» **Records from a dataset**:
○ ○ ○ ○ ○ ○ ○

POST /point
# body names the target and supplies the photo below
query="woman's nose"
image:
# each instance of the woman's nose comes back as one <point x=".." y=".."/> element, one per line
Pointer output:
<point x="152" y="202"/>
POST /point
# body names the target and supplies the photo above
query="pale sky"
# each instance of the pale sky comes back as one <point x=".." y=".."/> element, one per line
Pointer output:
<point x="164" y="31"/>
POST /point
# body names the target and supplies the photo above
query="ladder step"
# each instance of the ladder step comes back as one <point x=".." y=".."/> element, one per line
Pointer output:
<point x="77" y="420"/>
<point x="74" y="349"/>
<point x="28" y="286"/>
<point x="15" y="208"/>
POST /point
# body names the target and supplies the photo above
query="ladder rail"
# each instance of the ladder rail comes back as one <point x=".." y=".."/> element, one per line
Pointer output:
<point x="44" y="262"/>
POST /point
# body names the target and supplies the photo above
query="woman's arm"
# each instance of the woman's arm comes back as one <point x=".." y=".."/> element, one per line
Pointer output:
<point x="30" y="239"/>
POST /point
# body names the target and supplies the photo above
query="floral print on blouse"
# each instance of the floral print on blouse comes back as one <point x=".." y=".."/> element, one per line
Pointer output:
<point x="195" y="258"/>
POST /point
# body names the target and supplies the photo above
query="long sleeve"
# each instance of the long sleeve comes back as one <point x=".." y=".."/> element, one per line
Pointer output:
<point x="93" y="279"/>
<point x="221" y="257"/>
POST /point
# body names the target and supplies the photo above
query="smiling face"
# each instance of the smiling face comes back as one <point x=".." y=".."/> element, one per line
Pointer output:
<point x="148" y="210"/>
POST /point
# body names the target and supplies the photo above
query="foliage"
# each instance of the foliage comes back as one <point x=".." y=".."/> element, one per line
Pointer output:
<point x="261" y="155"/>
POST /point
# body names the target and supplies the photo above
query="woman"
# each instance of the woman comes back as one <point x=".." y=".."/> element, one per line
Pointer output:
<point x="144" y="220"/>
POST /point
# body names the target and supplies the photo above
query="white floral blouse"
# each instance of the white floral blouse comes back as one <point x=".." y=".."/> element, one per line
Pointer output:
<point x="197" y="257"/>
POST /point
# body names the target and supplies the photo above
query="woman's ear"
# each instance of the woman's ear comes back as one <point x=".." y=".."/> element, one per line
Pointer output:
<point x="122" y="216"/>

○ ○ ○ ○ ○ ○ ○

» **Task description**: Every line of the data above should be copied exactly.

» **Exercise answer**:
POST /point
# body names the target and supplies the photo below
query="woman's nose"
image:
# each instance of the woman's nose comes back as one <point x=".." y=".."/> element, one per line
Pointer output:
<point x="152" y="202"/>
POST /point
# body names the target and supplies the photo above
query="pale sky"
# each instance of the pale sky comes back as one <point x=".." y=".."/> element, one per line
Pointer output:
<point x="164" y="31"/>
POST /point
# body names the target and supplies the photo above
query="ladder step"
# each instance of the ladder step comes back as one <point x=".." y=".."/> element, one per line
Pointer output:
<point x="77" y="420"/>
<point x="74" y="349"/>
<point x="28" y="286"/>
<point x="15" y="208"/>
POST /point
# body names the target and supplies the photo above
query="ladder rail"
# each instance of the ladder rail comes back as one <point x=".." y=".."/> element, one per line
Pointer output:
<point x="44" y="262"/>
POST /point
# body names the target and supplies the photo above
query="woman's arm"
# each instance of the woman's arm comes back as one <point x=".." y=".."/> element, one per line
Pointer output:
<point x="30" y="239"/>
POST /point
# body names the target and supplies the photo above
query="floral print on blouse"
# each instance of the floral print on blouse comes back as one <point x=".." y=".."/> element, one per line
Pointer output:
<point x="195" y="258"/>
POST /point
# body names the target and supplies the photo above
query="long sleeve"
# each instance of the long sleeve comes back as one <point x=".." y=".."/> element, one per line
Pointer output:
<point x="93" y="279"/>
<point x="221" y="257"/>
POST /point
# body names the target and supplies the photo above
query="smiling face"
# each instance of the smiling face comes back as one <point x=".." y=".."/> element, one per line
Pointer output:
<point x="148" y="210"/>
POST /point
# body names the target and supplies the photo above
query="foliage"
# each instance of the foliage comes back as one <point x=".." y=".."/> element, one per line
Pointer output:
<point x="261" y="155"/>
POST /point
# body names the target and supplies the photo above
query="woman"
# each instance of the woman comes back as one <point x=".." y=".."/> element, one per line
Pointer output:
<point x="144" y="220"/>
POST /point
# body names the target and supplies the photo above
query="white floral blouse"
# each instance of the white floral blouse comes back as one <point x=".." y=".."/> element, one per line
Pointer output:
<point x="197" y="257"/>
POST /point
# body names the target and supplies the photo above
query="woman's ear"
# each instance of the woman's ear comes back as one <point x=".." y=".."/> element, one per line
Pointer output:
<point x="122" y="216"/>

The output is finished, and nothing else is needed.